* **EXTRACT**:
--*--
Why is sacrificing yourself in a violent emergency heroic and admirable, but sacrificing yourself to provide essential parts is creepy and objectionable?
You've not much of a choice. Or, it would make you look bad.
Why is that? What's the difference? Either way you're deliberately sacrificing yourself to save others.
It's all psychological, obviously. The end result is the same, you end up dying, and others end up living thanks to your sacrifice. It seems to me that there is a social taboo about such voluntary sacrifice occuring, in the case of the organ transplant. It really just does seem unnatural. I would be willing to help those people medically until the very last moment, but why exactly would I give my life for them?
In the grenade situation, it seems like since you are thrust into the situation, you've almost no choice. Sure, you could leave them there to perish, but I think that since we like to feel in power and being able to protect, we feel we are doing something heroic.
Maybe, it's the way we've been brought up. Like you said, it seems more heroic to save someone from a violent episode than from a medical emergency, because we see that in t.v. much.
--*--
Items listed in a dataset
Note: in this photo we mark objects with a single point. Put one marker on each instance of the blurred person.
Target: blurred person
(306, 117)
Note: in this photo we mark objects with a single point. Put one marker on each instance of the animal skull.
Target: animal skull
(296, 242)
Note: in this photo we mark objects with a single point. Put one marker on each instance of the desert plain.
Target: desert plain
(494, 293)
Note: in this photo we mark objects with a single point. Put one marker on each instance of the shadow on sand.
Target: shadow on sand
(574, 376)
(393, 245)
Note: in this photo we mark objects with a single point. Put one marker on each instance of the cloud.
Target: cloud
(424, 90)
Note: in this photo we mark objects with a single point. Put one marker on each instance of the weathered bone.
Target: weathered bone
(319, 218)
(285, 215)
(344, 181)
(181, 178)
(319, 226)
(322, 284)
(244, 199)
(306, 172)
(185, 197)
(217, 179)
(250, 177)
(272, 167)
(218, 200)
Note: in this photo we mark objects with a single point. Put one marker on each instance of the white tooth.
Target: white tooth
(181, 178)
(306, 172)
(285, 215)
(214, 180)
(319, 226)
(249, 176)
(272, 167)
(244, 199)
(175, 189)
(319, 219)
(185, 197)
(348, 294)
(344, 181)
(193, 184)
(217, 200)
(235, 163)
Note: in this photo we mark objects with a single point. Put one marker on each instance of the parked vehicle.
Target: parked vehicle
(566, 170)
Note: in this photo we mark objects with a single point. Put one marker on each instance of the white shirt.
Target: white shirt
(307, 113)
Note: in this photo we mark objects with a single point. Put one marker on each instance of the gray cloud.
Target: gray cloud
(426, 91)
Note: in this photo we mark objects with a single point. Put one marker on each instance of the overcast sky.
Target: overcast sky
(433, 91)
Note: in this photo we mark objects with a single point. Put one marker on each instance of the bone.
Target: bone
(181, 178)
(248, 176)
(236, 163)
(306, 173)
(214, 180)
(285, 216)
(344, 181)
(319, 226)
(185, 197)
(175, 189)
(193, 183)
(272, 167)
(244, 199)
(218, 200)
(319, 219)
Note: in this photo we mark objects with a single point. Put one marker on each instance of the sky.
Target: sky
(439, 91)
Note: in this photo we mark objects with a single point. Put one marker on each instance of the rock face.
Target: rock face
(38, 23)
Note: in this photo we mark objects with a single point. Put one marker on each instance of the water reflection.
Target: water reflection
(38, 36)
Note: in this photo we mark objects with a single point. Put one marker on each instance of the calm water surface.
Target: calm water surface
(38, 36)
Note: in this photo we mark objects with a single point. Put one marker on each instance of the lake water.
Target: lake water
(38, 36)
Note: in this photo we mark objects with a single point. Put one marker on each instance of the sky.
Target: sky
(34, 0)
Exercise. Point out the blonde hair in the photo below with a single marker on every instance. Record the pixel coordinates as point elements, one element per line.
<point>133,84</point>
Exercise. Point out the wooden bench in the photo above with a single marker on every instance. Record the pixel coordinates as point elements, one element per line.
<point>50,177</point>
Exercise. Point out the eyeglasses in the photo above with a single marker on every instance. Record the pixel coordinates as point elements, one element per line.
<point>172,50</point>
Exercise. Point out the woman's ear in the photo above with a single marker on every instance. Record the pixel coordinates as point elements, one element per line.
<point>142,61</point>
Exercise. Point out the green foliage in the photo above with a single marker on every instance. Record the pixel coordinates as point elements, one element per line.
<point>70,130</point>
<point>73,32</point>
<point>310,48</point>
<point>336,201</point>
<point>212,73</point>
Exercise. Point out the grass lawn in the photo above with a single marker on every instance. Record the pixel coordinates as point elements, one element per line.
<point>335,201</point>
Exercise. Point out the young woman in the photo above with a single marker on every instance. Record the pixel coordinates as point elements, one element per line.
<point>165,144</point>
--*--
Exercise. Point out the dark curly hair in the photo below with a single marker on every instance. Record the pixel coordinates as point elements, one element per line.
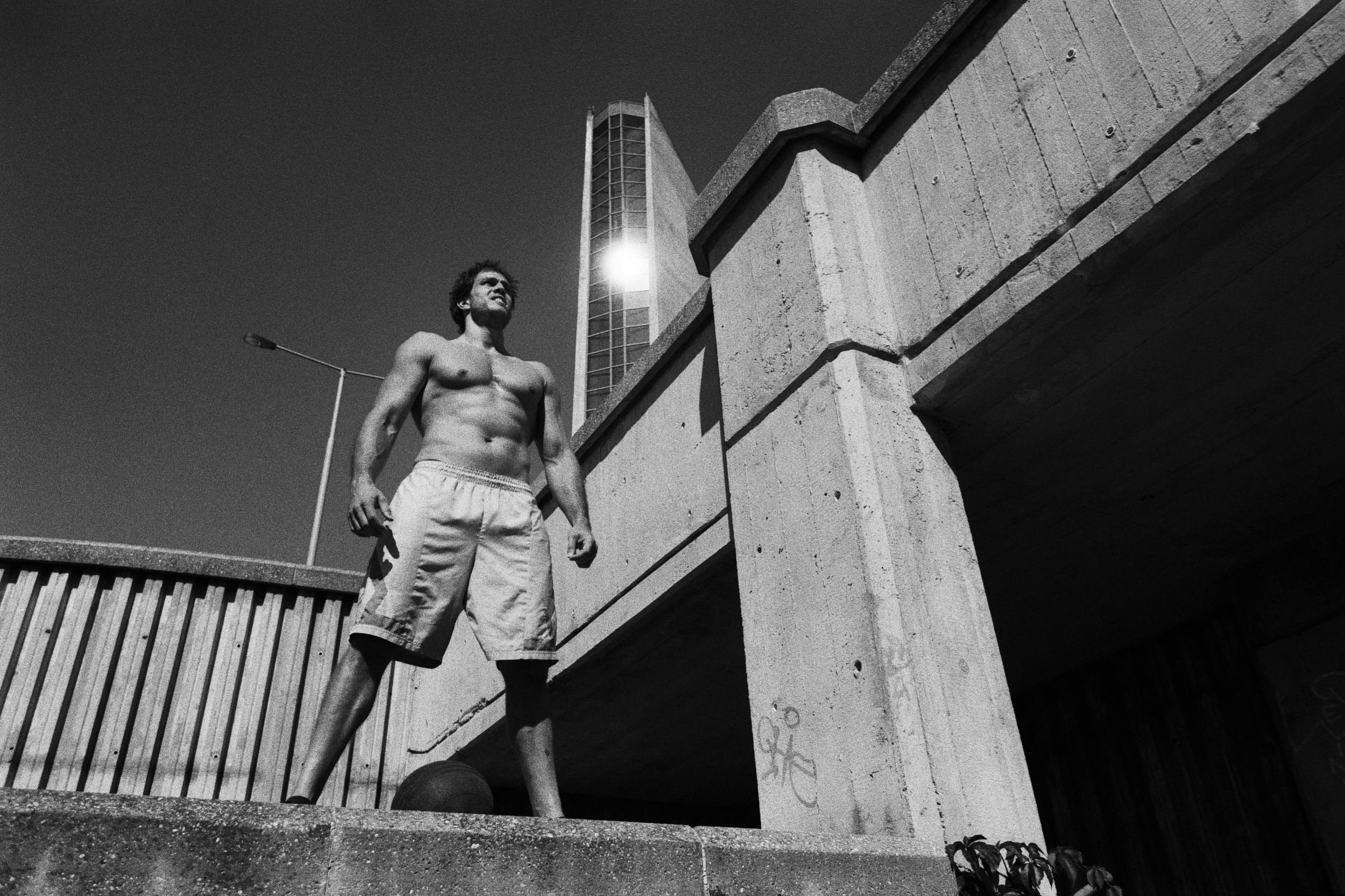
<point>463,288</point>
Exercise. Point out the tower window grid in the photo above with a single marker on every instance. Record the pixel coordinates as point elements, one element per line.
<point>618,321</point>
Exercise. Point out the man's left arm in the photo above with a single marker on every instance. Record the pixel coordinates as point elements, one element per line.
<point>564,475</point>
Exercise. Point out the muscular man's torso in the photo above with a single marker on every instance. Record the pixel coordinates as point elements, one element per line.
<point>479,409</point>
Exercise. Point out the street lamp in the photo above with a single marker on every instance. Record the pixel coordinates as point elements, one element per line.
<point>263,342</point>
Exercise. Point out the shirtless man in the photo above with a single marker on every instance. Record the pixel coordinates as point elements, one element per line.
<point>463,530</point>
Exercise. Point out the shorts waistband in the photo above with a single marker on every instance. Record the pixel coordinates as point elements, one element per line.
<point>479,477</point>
--*--
* **EXERCISE OBJECTIVE**:
Write the next few lines of the discussion about self-sacrifice, picking up after its last post. The listing has nothing to do with the discussion about self-sacrifice.

* **WRITTEN REPLY**:
Another thing is that the 1st option is reactionary. The 2nd involves meditating. When you are given time to reflect upon exactly what you are doing, you get cold feet.
Here are my respones.
1.) I would run, or throw the grenade back as ABibleStudent mentioned, depends where the grenade landed. There are other options than what you presented, y'know.
2.) This is a tough one. That's 10 people we are talking about... but I'm selfish. I believe there are always other options. Imagine if I were a skilled doctor that had saved hundreds of lives in the course of my career, but in sacrificing myself potentially stopped helping other for what would've been the remainder of my career. If you're talking about numbers, my continuing to live would trump any temporal gains from transplants, for a larger number of people.